[Consigne]: Extrayez à l'identique le passage qui va du début de la liste jusqu'à la ligne contenant "point(68, 80)", cette ligne comprise.

[Liste présentée]:

· · ·

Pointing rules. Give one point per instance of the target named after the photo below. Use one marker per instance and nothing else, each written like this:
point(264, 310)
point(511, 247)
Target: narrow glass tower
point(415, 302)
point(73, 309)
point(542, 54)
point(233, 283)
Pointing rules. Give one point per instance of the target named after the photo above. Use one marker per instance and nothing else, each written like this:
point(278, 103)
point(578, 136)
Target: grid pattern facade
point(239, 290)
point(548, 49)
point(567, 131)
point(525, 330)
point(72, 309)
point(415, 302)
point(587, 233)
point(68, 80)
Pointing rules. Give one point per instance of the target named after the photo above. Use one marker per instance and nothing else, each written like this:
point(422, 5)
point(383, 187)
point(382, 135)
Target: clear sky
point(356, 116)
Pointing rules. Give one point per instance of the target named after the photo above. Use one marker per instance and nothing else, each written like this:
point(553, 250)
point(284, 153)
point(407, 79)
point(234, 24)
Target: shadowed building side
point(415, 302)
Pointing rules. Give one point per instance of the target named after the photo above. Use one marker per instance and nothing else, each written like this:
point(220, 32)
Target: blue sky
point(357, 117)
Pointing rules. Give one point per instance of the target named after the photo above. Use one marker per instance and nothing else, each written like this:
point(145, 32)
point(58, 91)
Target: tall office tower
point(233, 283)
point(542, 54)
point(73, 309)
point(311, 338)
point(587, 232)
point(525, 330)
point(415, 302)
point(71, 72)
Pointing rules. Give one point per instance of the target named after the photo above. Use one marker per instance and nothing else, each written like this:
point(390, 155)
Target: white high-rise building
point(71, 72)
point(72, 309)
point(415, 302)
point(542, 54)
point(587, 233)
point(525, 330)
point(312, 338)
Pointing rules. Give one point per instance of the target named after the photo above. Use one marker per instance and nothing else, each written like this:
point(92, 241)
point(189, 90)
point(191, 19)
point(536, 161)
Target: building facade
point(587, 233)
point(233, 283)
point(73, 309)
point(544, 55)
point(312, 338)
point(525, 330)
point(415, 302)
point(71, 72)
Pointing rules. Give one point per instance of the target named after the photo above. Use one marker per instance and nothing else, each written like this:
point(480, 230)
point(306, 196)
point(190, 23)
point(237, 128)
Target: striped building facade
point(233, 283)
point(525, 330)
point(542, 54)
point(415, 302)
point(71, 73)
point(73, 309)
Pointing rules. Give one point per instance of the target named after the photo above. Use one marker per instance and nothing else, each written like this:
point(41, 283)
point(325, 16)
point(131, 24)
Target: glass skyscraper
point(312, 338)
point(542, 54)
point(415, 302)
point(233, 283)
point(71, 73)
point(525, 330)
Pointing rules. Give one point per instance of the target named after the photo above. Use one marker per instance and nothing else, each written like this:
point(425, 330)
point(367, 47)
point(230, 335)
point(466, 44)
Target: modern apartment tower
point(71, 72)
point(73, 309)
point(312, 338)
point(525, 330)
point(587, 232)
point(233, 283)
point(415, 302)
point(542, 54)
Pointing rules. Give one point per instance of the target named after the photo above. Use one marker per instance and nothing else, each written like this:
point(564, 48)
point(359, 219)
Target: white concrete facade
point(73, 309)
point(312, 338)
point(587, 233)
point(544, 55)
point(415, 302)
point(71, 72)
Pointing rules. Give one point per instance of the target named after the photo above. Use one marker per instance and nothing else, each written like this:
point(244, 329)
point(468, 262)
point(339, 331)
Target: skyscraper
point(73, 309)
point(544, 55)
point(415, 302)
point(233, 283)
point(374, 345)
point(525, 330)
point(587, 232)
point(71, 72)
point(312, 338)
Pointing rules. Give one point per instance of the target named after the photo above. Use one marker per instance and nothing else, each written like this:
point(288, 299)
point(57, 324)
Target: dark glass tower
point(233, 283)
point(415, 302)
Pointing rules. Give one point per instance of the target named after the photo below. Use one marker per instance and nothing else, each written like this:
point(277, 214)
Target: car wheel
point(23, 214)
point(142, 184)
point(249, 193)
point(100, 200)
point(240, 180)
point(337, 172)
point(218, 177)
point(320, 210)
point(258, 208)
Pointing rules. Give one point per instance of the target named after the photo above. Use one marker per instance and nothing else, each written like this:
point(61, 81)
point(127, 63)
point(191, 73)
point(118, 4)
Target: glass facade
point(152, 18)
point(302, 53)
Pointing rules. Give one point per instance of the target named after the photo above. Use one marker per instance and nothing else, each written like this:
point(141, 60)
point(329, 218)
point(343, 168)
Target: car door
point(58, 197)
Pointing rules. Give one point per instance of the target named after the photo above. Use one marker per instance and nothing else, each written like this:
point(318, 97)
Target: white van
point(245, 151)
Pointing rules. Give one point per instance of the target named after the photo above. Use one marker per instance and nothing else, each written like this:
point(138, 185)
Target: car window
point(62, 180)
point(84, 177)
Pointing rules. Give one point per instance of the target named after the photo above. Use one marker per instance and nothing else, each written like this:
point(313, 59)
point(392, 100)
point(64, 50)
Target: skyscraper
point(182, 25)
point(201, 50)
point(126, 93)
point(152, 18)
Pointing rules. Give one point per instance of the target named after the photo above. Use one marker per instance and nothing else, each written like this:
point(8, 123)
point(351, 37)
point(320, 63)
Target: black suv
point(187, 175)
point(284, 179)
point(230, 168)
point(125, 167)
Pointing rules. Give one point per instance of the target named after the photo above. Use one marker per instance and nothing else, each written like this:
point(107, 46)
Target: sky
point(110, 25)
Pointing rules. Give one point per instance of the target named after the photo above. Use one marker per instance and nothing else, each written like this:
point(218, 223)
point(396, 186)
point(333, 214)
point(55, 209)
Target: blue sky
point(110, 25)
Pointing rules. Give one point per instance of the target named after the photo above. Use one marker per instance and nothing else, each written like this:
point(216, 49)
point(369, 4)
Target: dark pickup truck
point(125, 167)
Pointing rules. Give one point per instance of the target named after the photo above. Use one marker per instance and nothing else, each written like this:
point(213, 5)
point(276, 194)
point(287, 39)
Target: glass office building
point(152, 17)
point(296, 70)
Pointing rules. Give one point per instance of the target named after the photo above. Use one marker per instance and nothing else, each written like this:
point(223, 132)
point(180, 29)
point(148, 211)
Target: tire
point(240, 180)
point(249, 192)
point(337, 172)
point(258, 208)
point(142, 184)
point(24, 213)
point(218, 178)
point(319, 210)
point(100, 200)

· · ·

[Corrigé]:
Pointing rules. Give one point per instance of the target named after the photo below. Use one marker per instance and nothing else, each written like this:
point(264, 310)
point(511, 247)
Target: narrow glass tower
point(415, 302)
point(73, 309)
point(542, 54)
point(233, 283)
Pointing rules. Give one point per instance of the target named after the photo above. Use one marker per instance and nothing else, each written like this:
point(278, 103)
point(578, 136)
Target: grid pattern facade
point(239, 290)
point(548, 49)
point(567, 131)
point(525, 330)
point(72, 309)
point(415, 302)
point(587, 233)
point(68, 80)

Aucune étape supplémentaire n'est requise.